▶ Goal:
Locate each line below that contains the string "person", treating uppercase and lowercase as different, and copy those lines.

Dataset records
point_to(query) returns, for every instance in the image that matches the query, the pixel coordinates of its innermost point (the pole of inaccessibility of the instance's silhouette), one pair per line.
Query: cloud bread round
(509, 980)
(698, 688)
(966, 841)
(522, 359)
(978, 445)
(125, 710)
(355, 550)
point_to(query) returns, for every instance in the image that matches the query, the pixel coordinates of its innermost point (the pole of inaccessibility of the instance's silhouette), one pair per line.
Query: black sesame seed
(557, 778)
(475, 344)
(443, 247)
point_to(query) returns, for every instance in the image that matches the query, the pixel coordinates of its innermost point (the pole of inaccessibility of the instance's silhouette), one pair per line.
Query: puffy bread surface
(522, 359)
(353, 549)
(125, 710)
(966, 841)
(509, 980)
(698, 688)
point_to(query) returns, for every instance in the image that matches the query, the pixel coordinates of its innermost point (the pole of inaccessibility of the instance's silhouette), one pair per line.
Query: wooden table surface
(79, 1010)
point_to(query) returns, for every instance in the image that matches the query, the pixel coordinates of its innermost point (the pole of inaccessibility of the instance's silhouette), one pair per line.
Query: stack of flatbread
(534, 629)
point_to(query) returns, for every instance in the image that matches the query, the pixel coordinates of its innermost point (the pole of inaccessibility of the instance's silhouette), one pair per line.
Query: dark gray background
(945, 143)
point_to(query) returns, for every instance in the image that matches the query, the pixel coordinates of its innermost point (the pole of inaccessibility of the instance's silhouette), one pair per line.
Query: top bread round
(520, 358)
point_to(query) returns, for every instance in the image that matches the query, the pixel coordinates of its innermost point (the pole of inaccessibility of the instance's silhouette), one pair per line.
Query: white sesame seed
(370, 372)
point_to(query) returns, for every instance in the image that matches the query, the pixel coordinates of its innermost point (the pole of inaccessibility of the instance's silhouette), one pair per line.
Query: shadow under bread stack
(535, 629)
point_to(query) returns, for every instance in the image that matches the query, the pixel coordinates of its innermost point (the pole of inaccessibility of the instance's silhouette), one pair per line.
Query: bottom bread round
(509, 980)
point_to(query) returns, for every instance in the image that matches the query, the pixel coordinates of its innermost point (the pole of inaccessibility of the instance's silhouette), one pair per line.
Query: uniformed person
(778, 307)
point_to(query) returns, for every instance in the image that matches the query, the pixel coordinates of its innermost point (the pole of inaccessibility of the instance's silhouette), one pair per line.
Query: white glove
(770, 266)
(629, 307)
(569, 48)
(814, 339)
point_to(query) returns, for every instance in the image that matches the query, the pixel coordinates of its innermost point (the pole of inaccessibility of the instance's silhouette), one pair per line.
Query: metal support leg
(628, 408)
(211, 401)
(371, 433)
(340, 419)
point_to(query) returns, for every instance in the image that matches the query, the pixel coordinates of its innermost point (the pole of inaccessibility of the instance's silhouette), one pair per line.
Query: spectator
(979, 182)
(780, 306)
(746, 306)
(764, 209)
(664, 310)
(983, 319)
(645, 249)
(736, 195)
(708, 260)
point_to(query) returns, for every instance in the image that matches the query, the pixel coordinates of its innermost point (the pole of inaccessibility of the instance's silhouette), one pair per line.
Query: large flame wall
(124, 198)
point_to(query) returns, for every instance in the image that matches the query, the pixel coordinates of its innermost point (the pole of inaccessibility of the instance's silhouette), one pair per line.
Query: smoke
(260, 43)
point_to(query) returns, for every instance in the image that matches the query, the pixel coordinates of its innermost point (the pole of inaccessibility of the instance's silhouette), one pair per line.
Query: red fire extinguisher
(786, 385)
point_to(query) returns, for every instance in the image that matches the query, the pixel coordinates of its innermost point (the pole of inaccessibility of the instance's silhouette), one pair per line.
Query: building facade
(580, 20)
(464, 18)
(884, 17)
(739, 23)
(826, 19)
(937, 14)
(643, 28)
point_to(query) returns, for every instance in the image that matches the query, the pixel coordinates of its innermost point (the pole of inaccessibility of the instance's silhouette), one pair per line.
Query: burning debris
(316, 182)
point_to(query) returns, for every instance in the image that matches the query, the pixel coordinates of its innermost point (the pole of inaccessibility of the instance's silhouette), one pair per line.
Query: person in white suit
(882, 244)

▶ Answer to the task:
Query: uniformed person
Query: person in white suit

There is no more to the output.